#### Problem statement:
Arrange the lines from the start of the entries through the line containing "302L381 274L348 282L336", that line included, as a JSON list of strings with one string per line and blank lines omitted.

#### Record excerpts:
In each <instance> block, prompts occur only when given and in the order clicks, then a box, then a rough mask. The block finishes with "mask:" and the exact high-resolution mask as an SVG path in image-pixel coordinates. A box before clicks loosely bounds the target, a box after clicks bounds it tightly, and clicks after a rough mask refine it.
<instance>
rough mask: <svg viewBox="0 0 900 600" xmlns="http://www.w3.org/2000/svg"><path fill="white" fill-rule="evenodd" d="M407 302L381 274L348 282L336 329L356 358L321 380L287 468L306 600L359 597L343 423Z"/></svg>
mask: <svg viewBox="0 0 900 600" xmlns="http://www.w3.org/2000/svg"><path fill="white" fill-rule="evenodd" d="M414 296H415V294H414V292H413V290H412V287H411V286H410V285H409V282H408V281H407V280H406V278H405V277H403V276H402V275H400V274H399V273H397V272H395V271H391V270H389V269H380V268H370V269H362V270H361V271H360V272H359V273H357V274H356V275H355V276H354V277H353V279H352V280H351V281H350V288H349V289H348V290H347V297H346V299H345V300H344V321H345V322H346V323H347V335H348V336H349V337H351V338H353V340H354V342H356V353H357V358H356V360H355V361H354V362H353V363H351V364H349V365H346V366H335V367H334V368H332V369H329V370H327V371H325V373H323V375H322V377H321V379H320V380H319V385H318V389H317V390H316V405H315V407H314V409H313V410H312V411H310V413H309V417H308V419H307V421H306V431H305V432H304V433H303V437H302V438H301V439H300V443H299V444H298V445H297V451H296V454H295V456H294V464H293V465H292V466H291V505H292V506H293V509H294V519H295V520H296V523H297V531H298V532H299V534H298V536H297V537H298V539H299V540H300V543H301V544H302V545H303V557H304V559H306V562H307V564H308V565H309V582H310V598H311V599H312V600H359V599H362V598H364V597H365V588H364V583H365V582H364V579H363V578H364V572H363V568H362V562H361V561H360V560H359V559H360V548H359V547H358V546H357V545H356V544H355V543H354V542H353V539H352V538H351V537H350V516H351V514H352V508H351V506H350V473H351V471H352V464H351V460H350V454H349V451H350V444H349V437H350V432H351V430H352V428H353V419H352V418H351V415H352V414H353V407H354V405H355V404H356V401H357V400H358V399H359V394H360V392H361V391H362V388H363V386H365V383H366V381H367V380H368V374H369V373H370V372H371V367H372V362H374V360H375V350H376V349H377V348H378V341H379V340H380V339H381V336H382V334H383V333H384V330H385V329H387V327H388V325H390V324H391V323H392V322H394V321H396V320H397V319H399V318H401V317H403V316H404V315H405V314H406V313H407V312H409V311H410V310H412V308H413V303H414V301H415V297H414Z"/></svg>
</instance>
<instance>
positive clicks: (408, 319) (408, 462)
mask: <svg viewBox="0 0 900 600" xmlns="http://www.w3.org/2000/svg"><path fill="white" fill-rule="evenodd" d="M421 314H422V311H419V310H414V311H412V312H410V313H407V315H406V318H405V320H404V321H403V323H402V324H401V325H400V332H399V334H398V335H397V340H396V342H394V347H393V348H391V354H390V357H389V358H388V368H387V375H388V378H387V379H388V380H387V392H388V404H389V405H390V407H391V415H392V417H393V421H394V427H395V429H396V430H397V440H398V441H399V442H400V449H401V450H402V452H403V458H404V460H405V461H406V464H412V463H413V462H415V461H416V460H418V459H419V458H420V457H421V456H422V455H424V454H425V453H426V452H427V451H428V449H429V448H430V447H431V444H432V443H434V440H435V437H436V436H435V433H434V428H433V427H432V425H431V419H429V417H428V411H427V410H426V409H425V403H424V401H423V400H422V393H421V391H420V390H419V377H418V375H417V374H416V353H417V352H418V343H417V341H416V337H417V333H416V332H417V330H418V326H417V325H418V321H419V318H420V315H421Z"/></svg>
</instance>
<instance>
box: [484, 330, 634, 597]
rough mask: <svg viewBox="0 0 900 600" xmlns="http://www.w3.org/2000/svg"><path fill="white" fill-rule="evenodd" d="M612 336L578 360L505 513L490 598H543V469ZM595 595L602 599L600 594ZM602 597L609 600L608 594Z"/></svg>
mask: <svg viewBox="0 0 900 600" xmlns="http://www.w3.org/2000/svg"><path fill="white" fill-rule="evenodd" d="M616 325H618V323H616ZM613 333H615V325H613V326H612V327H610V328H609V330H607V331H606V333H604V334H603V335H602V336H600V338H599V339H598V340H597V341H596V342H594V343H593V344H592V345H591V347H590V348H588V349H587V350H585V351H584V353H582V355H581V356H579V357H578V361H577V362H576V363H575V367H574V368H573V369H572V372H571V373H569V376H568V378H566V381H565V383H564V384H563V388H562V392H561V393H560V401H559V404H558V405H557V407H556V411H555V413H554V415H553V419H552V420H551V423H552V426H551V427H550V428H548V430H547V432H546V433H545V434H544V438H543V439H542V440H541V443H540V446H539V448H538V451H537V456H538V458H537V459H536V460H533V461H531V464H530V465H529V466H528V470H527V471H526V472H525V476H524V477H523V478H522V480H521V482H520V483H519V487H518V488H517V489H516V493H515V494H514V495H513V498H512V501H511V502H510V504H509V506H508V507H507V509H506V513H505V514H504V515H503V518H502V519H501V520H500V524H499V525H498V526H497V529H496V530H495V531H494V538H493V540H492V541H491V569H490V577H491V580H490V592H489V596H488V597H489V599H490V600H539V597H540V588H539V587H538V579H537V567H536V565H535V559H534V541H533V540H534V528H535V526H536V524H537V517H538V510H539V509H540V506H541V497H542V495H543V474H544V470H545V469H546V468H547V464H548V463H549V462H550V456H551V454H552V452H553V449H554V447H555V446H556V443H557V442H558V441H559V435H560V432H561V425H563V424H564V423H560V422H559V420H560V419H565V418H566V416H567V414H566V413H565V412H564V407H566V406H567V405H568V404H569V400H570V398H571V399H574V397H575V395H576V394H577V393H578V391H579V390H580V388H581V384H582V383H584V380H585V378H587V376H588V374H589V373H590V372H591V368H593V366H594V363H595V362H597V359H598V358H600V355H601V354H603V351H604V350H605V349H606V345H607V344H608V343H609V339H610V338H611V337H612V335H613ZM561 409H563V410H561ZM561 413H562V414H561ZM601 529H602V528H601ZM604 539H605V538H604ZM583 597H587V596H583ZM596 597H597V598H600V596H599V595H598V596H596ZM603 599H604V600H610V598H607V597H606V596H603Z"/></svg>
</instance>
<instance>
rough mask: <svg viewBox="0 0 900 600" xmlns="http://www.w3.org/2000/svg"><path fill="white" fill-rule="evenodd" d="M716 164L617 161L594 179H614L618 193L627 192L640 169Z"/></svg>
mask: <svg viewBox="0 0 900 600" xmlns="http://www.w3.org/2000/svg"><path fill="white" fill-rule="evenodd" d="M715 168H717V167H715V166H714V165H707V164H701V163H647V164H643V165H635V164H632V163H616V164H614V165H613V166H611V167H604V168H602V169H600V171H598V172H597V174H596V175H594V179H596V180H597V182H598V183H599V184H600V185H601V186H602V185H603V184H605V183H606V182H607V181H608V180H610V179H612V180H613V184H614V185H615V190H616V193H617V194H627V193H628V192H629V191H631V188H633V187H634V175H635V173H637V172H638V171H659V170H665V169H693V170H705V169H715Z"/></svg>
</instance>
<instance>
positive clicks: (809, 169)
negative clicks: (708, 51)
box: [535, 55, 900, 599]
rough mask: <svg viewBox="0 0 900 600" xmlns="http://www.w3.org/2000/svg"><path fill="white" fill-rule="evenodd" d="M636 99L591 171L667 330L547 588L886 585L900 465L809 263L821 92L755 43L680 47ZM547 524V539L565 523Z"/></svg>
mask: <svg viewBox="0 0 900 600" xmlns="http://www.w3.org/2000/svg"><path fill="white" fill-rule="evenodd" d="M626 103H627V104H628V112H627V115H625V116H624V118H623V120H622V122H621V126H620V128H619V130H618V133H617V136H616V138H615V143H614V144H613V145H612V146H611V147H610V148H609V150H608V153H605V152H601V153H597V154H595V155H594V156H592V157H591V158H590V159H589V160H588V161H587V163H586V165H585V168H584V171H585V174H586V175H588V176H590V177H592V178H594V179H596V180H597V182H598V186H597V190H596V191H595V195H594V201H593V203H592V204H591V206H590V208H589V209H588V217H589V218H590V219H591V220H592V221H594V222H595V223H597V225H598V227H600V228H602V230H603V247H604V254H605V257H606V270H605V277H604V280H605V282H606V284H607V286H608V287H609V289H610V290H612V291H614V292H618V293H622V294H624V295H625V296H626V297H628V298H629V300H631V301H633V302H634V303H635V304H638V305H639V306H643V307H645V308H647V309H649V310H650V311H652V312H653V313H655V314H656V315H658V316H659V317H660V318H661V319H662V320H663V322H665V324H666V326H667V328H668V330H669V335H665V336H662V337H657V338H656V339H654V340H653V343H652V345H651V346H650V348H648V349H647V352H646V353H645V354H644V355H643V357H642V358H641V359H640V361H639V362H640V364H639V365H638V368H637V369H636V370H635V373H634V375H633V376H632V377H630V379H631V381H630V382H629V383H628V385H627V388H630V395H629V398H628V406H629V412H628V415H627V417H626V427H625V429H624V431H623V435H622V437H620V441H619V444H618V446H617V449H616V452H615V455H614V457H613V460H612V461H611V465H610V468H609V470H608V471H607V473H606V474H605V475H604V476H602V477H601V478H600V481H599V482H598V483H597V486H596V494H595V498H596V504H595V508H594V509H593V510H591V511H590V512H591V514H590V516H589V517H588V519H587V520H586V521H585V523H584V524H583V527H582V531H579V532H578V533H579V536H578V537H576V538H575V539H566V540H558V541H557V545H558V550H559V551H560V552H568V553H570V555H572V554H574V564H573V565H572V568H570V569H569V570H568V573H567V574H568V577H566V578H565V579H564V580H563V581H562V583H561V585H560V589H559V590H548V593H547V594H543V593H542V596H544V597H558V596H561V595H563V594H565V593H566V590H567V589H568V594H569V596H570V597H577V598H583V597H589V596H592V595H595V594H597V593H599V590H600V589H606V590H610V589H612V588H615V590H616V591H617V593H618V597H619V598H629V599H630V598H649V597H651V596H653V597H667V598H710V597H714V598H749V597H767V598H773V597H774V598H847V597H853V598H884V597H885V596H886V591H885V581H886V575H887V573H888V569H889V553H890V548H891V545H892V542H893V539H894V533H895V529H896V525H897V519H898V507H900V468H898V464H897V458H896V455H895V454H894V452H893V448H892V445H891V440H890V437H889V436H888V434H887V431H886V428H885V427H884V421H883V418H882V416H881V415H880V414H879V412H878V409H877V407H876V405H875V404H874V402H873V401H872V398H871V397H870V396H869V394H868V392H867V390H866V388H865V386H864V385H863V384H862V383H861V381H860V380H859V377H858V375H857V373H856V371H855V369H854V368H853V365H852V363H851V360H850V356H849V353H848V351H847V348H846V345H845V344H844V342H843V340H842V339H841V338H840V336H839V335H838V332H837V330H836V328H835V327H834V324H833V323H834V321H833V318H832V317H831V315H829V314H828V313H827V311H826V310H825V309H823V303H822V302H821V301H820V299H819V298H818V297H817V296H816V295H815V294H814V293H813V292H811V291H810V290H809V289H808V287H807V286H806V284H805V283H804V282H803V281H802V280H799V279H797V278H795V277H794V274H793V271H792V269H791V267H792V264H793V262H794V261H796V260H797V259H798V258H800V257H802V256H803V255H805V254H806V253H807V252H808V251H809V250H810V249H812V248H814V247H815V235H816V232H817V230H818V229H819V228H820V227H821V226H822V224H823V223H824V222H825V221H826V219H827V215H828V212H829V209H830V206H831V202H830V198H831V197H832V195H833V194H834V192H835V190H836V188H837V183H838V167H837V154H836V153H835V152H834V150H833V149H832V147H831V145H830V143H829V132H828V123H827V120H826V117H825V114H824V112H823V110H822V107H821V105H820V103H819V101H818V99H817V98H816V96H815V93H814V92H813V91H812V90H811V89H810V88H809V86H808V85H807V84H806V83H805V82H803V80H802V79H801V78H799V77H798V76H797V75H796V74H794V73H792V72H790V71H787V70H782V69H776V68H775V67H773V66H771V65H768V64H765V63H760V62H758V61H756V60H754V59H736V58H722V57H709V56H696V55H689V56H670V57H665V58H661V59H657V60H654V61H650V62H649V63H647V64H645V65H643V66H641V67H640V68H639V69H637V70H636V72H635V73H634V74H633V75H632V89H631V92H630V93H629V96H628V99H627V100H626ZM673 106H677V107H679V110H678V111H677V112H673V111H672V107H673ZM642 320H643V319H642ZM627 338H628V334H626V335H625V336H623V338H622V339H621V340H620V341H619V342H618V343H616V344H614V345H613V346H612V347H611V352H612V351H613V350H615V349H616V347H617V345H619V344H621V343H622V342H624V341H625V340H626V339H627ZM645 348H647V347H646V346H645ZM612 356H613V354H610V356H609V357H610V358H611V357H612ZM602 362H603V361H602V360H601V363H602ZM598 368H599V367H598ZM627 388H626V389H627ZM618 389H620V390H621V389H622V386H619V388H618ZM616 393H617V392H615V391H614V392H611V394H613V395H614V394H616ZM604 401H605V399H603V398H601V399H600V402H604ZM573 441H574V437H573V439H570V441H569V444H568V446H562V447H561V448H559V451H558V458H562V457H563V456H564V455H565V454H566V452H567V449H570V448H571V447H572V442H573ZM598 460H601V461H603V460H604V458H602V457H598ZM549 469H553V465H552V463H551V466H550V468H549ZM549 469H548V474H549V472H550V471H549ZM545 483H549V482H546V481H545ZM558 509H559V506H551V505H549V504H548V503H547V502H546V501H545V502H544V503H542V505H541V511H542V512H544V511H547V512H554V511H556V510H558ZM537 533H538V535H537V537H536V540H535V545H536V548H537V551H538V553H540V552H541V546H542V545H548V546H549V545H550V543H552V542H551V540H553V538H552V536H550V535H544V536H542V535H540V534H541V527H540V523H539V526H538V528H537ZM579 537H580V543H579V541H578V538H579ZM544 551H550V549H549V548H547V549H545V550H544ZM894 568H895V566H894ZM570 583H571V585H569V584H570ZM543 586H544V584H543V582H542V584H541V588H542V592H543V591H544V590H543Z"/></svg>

#### Response:
[
  "In each <instance> block, prompts occur only when given and in the order clicks, then a box, then a rough mask. The block finishes with \"mask:\" and the exact high-resolution mask as an SVG path in image-pixel coordinates. A box before clicks loosely bounds the target, a box after clicks bounds it tightly, and clicks after a rough mask refine it.",
  "<instance>",
  "rough mask: <svg viewBox=\"0 0 900 600\" xmlns=\"http://www.w3.org/2000/svg\"><path fill=\"white\" fill-rule=\"evenodd\" d=\"M407 302L381 274L348 282L336 329L356 358L321 380L287 468L306 600L359 597L343 423Z\"/></svg>"
]